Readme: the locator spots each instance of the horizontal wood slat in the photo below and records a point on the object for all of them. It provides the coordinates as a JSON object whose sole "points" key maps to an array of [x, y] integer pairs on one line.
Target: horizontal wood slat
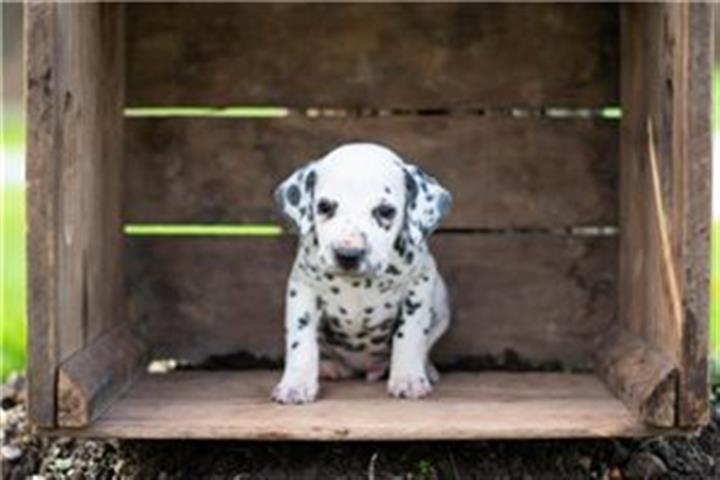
{"points": [[372, 55], [235, 405], [502, 172], [545, 298]]}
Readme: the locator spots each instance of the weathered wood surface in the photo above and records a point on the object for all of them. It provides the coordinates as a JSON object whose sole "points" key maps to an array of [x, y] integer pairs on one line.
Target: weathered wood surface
{"points": [[75, 100], [233, 405], [503, 172], [42, 213], [372, 55], [641, 376], [546, 298], [666, 82], [94, 377]]}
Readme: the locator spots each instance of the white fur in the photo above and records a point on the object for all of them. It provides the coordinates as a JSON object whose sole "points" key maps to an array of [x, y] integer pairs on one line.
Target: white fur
{"points": [[394, 307]]}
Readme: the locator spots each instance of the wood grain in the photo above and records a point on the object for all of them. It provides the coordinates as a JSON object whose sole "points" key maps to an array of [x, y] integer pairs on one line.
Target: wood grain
{"points": [[42, 214], [372, 55], [75, 98], [503, 172], [235, 405], [546, 298], [666, 82], [94, 377], [644, 378]]}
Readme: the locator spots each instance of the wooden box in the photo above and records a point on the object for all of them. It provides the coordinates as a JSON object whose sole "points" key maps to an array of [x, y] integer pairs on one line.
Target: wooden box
{"points": [[576, 141]]}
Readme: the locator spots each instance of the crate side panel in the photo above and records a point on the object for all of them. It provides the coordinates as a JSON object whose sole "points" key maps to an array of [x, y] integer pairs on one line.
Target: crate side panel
{"points": [[664, 250], [697, 212], [372, 55], [42, 215], [502, 172], [75, 99], [90, 142], [544, 300]]}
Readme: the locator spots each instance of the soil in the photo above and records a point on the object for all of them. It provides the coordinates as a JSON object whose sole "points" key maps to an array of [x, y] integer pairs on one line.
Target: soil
{"points": [[25, 455]]}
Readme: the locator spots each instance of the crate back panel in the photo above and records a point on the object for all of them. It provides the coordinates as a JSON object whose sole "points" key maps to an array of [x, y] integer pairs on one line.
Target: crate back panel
{"points": [[502, 172], [546, 298], [372, 55], [436, 87]]}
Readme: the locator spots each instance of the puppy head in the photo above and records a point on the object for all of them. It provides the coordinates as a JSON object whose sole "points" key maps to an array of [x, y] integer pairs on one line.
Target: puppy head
{"points": [[358, 200]]}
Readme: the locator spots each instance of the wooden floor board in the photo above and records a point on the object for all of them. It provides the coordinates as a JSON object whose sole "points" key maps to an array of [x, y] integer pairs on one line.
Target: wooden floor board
{"points": [[224, 405]]}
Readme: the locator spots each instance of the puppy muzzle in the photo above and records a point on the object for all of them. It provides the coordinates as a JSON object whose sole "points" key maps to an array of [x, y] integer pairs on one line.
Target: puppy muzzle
{"points": [[349, 259]]}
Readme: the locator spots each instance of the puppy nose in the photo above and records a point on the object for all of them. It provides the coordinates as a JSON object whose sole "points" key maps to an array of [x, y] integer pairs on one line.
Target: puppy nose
{"points": [[349, 258]]}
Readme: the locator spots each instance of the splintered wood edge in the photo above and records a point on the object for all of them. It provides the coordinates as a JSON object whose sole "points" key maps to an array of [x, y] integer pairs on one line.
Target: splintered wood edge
{"points": [[640, 376], [92, 378]]}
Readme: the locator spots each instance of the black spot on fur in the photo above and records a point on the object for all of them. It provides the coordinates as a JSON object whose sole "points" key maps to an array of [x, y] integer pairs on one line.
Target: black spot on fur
{"points": [[409, 258], [411, 307], [310, 180], [392, 270], [293, 195], [400, 245], [443, 205]]}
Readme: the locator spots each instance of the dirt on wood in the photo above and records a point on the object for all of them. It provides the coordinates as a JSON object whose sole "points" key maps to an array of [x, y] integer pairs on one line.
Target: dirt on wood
{"points": [[25, 455]]}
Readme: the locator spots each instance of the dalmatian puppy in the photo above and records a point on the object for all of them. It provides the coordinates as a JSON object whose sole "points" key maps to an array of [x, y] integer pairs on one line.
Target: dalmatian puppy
{"points": [[364, 294]]}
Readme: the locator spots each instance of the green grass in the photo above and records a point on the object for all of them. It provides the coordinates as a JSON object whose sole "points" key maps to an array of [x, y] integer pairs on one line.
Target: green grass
{"points": [[715, 249], [12, 256], [203, 230]]}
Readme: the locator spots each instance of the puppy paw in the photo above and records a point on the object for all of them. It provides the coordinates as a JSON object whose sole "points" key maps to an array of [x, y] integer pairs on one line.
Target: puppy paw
{"points": [[409, 386], [294, 393]]}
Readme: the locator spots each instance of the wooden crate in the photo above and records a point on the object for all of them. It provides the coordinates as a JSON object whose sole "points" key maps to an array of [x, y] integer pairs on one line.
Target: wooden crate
{"points": [[576, 253]]}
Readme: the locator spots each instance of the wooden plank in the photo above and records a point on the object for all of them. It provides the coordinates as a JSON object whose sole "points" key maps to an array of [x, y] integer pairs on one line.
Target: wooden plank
{"points": [[547, 299], [641, 376], [660, 87], [94, 377], [75, 100], [235, 405], [696, 211], [42, 215], [372, 55], [503, 172]]}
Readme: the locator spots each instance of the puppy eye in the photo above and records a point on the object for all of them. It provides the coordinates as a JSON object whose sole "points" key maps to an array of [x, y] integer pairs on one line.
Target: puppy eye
{"points": [[326, 207], [386, 212]]}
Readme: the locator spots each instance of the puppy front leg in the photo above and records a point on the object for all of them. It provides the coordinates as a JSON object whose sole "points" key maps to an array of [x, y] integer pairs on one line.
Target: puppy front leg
{"points": [[408, 376], [299, 383]]}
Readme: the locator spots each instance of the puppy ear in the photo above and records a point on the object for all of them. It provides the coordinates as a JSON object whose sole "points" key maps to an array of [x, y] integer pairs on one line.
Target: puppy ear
{"points": [[426, 203], [294, 197]]}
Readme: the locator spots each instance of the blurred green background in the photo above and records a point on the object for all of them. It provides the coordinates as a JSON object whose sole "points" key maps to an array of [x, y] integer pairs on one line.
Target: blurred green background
{"points": [[12, 204]]}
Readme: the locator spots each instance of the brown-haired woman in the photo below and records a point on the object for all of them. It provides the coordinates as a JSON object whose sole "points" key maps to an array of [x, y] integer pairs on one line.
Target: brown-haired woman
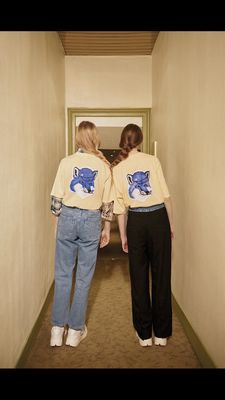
{"points": [[140, 187], [80, 198]]}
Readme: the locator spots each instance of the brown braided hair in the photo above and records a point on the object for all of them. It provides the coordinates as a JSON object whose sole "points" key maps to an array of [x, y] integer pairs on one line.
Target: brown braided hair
{"points": [[131, 137], [88, 138]]}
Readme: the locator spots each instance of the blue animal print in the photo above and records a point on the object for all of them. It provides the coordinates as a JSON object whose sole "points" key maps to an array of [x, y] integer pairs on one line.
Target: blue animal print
{"points": [[139, 185], [83, 181]]}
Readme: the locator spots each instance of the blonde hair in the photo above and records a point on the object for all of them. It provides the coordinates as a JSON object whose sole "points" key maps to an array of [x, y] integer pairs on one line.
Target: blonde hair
{"points": [[88, 139]]}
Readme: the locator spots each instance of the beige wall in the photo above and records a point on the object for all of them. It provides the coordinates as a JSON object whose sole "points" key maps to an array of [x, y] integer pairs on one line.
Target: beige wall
{"points": [[32, 121], [188, 121], [108, 82]]}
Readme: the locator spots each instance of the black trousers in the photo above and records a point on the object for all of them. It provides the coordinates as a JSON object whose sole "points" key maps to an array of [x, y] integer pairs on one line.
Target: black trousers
{"points": [[149, 245]]}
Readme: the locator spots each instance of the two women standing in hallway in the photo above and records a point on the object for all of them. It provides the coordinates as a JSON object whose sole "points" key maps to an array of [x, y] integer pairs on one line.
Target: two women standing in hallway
{"points": [[140, 187], [80, 199]]}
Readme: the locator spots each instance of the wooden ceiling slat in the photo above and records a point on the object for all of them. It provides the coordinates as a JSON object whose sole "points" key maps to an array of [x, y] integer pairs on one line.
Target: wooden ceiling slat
{"points": [[108, 42]]}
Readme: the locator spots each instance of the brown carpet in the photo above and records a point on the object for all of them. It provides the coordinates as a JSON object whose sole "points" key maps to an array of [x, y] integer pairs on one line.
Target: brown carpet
{"points": [[111, 341]]}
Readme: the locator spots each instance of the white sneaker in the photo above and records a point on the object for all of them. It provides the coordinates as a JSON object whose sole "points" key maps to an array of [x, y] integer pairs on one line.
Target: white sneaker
{"points": [[56, 336], [74, 337], [144, 342], [160, 341]]}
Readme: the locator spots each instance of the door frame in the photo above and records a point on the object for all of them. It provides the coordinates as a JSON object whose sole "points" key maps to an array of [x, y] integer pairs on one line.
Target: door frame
{"points": [[144, 113]]}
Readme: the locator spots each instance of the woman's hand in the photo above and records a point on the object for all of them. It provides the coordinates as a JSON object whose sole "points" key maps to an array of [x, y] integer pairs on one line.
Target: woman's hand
{"points": [[105, 237]]}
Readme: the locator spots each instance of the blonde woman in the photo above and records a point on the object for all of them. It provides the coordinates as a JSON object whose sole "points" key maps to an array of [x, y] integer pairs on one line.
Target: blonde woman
{"points": [[80, 199], [141, 189]]}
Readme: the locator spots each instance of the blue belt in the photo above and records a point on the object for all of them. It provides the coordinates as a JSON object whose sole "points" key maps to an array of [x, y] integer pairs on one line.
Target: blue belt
{"points": [[147, 209]]}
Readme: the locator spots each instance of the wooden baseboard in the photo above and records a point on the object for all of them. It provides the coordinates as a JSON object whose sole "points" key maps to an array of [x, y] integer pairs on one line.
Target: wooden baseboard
{"points": [[199, 349], [35, 330]]}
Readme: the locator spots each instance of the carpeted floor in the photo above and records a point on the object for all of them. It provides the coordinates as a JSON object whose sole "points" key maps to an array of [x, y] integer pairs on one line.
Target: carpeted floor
{"points": [[111, 341]]}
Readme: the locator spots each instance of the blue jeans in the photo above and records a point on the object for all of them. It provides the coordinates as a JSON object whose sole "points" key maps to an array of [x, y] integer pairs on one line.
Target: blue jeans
{"points": [[78, 236]]}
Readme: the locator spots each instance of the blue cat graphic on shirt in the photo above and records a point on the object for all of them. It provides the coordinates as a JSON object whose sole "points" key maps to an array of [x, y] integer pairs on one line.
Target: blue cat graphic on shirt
{"points": [[83, 182], [139, 187]]}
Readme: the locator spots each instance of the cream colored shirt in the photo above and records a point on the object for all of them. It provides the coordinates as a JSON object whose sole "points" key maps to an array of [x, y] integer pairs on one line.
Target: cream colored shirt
{"points": [[83, 180], [138, 182]]}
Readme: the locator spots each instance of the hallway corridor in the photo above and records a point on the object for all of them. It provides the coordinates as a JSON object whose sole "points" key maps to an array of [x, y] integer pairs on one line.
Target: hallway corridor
{"points": [[111, 341]]}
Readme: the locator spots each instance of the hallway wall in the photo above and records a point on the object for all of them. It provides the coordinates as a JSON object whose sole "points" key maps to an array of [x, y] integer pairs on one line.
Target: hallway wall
{"points": [[32, 119], [108, 82], [188, 121]]}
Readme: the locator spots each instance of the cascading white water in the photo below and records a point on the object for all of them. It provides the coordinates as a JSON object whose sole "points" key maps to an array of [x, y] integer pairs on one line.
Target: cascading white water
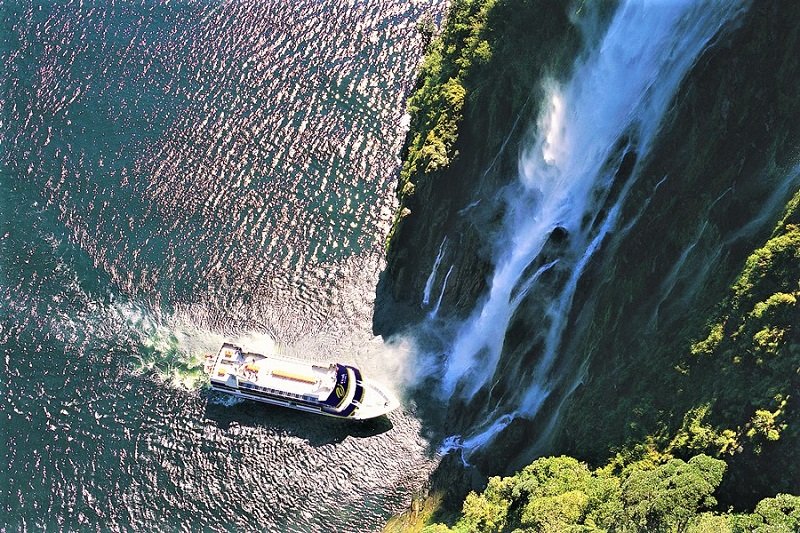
{"points": [[618, 95], [426, 294]]}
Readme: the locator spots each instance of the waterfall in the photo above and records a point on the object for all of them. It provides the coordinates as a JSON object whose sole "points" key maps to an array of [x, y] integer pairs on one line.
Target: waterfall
{"points": [[426, 293], [571, 180]]}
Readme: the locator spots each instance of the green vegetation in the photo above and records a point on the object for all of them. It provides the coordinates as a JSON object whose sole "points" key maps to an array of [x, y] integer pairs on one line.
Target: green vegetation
{"points": [[480, 73], [557, 494], [709, 373], [437, 105]]}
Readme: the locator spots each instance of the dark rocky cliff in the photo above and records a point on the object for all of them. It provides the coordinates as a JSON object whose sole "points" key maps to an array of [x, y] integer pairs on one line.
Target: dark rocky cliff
{"points": [[710, 193]]}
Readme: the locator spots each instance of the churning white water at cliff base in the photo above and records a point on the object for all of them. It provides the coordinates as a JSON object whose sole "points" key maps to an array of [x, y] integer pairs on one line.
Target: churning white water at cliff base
{"points": [[617, 96]]}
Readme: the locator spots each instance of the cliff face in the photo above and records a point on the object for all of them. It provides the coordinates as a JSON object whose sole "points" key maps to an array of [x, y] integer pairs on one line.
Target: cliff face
{"points": [[660, 353]]}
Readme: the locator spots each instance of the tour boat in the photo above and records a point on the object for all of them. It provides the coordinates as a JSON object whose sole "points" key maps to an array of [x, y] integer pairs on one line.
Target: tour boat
{"points": [[334, 389]]}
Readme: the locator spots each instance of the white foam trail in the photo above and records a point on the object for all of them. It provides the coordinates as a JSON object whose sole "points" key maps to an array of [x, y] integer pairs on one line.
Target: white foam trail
{"points": [[623, 87], [426, 294]]}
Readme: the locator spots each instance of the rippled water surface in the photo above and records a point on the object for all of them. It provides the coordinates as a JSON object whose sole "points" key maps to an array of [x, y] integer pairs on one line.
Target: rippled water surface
{"points": [[175, 174]]}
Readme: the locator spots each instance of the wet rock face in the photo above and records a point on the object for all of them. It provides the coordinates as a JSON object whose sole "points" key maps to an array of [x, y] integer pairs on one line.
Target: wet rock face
{"points": [[710, 189], [464, 202]]}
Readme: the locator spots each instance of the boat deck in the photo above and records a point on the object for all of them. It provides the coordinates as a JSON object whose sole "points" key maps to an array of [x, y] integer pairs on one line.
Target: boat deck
{"points": [[290, 376]]}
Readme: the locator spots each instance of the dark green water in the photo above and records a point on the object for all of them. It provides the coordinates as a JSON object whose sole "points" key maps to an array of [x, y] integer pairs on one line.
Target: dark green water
{"points": [[173, 174]]}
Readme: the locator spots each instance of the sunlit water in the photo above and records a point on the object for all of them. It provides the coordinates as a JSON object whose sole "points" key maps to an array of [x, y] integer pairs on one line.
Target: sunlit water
{"points": [[176, 174]]}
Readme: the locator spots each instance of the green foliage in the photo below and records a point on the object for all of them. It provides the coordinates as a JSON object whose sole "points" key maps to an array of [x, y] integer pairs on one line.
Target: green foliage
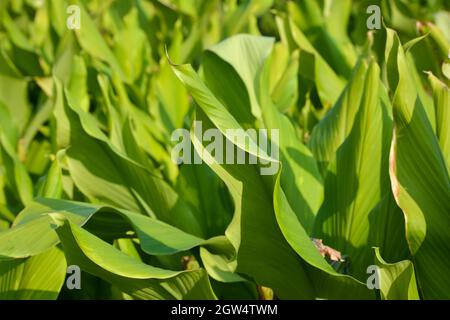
{"points": [[86, 170]]}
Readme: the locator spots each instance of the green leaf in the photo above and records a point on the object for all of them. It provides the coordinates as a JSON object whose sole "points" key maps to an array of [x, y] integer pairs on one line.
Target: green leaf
{"points": [[128, 274], [37, 278], [421, 186], [397, 280]]}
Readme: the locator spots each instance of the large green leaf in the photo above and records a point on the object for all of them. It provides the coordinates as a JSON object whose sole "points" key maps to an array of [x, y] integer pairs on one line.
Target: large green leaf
{"points": [[421, 186], [397, 281], [37, 278], [128, 274], [33, 233]]}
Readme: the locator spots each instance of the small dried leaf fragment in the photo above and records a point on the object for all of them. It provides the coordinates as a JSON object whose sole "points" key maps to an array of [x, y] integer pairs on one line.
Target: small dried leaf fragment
{"points": [[326, 251]]}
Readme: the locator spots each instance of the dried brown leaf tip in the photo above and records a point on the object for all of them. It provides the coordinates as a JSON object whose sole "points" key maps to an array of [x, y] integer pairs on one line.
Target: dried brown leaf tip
{"points": [[326, 251]]}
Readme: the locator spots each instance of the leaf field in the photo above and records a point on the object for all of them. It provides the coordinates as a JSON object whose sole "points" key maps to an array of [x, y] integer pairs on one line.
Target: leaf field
{"points": [[315, 162]]}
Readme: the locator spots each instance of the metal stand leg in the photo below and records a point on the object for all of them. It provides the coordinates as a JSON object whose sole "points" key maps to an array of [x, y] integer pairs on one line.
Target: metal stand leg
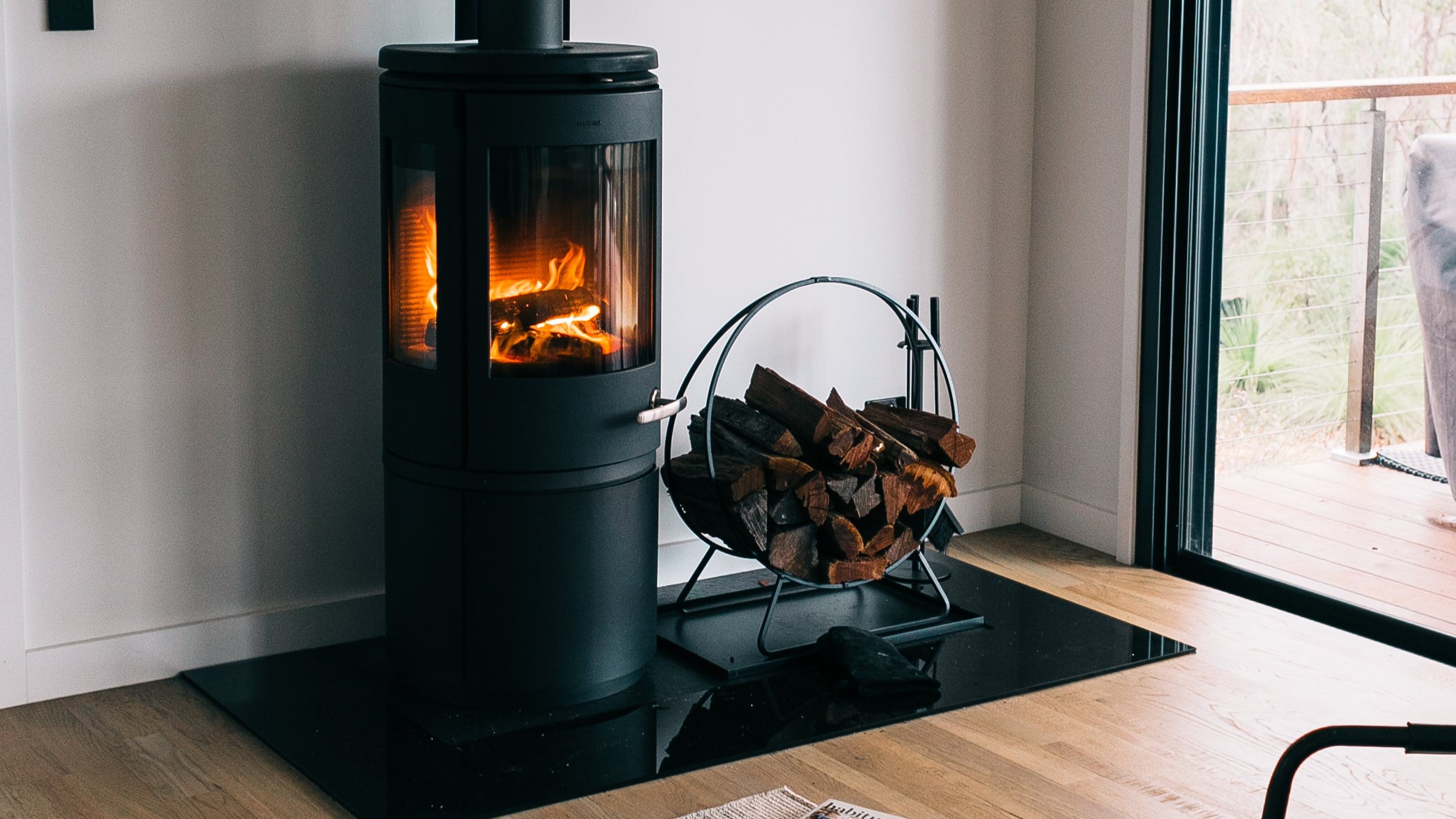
{"points": [[778, 591]]}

● **STATED TASK**
Rewrite as a numbered list the lines of the records from the line containing "Readme: the locator spots each instance of the wooden box" through the line containing "Target: wooden box", both included. Leave out any blank lines.

● **OUTPUT BELOW**
1. Readme: the locator spots each instance of the wooden box in the photo above and records a point on the object for all of them. It provides the coordinates as a JSON object whose sole "points" key maps to an array of [x, y] integer pairs on one line.
2. Target: wooden box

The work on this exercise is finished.